→ SELECTED EXCERPT
----------------
Shaw studied at the Harvard School for Boys in Hyde Park Township. He graduated from Yale University with a bachelor of arts in 1890. While at Yale, Shaw was the lead editor of The Yale Record, the world's oldest humor magazine. He was admitted to the Massachusetts Institute of Technology (MIT) later that year. MIT was one of the few architectural schools in the country at that time, closely following the rules set forth by the École des Beaux-Arts. Shaw completed the two-year program in one year. Shaw would use the elements of Georgian, Tudor, and neoclassical design he learned from MIT in most of his later works.

After returning to Chicago in June 1891, he joined the Jenney & Mundie firm. William Le Baron Jenney was emerging as an innovating designer, creating the first skyscrapers. His firm was already gaining a reputation as a training ground for new architects, such as Daniel Burnham and Louis Sullivan. Shaw worked directly with emerging architects James Gamble Rogers, Alfred Hoyt Granger, and D. Everett Waid. Shaw received his first commission from his wife's parents, who desired a new house in Lakeville, Connecticut. After the completion of the Wells house, he traveled to Europe to study the endemic architecture. He visited Spain, southern France, Italy, Austria-Hungary, Germany, and England.
----------------
→ SOURCE DATA
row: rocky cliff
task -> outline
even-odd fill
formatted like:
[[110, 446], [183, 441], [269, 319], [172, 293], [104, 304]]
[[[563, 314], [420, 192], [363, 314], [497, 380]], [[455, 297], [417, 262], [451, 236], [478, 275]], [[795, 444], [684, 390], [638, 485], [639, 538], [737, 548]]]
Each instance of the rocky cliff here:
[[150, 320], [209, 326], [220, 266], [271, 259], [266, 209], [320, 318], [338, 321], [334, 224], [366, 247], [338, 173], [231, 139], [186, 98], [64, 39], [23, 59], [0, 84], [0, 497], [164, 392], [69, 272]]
----------------
→ EXERCISE INSTRUCTIONS
A. According to the passage on Shaw's early career, which firm did he join after returning to Chicago in June 1891?
B. Extend the passage on Shaw's early career, picking up after its last sentence.
The entries have nothing to do with what you're asked here.

→ RESPONSES BY TASK
A. Jenney & Mundie

B.
Shaw spent two months in England before returning to Chicago. He rejoined Jenney & Mundie in early 1893, and on April 20, he married Francis Wells. Chicago architecture was receiving new recognition thanks to the success of the "White City" at the World's Columbian Exposition. Shaw worked on one last commission for the firm, the Snitzler house, in 1894.

In 1894, Shaw established his own practice while finishing his work for Jenney & Mundie in his father's attic on Calumet Avenue. His first solo commissions were for his father, who wanted one house for his daughter and son-in-law, and another for the newlywed Shaws. These two adjacent houses featured a combination of Queen Anne, Tudor, and Romanesque styles. The incorporation of Indiana Limestone set these houses apart from their neighbors.

Shaw soon received five other requests for buildings in the Hyde Park neighborhood. Hyde Park, recently annexed by Chicago, was the fastest-growing neighborhood, thanks to the recently opened University of Chicago. Shaw received the commissions from individuals who were familiar with his father and family.

Shaw's first major commission was for Richard R. Donnelley, cofounder of Lakeside Press. Donnelley's son, Thomas, had been a classmate at Yale and admired Howard's architecture. Shaw agreed to design a new printing plant for the company in 1897.

Lakeside Press published high-quality works, so it was necessary to reflect this in the building's design. Most printing press buildings of the age were built from wood to support the machines. However, Shaw used a more fireproof design, with concrete floors and reinforcement columns. The building was a success for Lakeside Press, and Shaw later received more commissions from Donnelly, including a 1902 addition to this building. As Shaw's business grew, he moved his offices into the Montauk Building in downtown Chicago.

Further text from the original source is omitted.